▶ [TASK BRIEF]:
Copy every line of the entries below. In each set of bounding-box coordinates in square brackets, multiply each number by 0.7 and round it to a whole number, rounding halves up.

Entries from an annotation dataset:
▼
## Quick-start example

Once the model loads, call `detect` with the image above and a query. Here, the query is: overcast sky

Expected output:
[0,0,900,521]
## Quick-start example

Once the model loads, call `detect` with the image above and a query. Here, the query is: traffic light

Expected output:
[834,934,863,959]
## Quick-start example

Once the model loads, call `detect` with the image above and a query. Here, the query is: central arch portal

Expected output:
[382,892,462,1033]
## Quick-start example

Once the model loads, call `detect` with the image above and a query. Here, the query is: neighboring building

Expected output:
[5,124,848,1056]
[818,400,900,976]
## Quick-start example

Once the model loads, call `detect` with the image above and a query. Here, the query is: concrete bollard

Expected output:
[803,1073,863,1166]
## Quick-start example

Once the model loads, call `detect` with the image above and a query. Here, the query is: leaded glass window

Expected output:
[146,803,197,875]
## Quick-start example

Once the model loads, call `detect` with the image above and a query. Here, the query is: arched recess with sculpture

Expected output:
▲
▶ [ANSWER FOR THE TASK]:
## Quick-start example

Once the model loads, call `detect` with the image above and a query. Here, the query is: overcast sky

Expected output:
[0,0,630,365]
## Quick-start example

Once the model loads, call `detect` with the image above and a query. Here, the query is: traffic light

Expected output:
[584,654,604,671]
## Quick-start example

Once the model loads, call `detect` with the image above and a query. Here, the query is: central arch portal

Expected output:
[267,624,323,723]
## Quick-start example

Once the model loads, call `detect` with the image above and a query. Here, the query is: neighboring building

Expected output:
[4,87,594,739]
[573,280,630,683]
## Quick-start example

Once the model loads, call `detect` with the image above and a query. Here, the query is: concrete bollard

Expected output:
[562,751,604,816]
## Quick-start example

Once the model loads, call `detect` with the image above and a query. Here, the query is: leaded glass window

Expected output:
[102,562,138,613]
## Quick-start example

Once the model loads, call `detect` with the image above and a query. Here, the query is: arched recess with sculpture

Expected output:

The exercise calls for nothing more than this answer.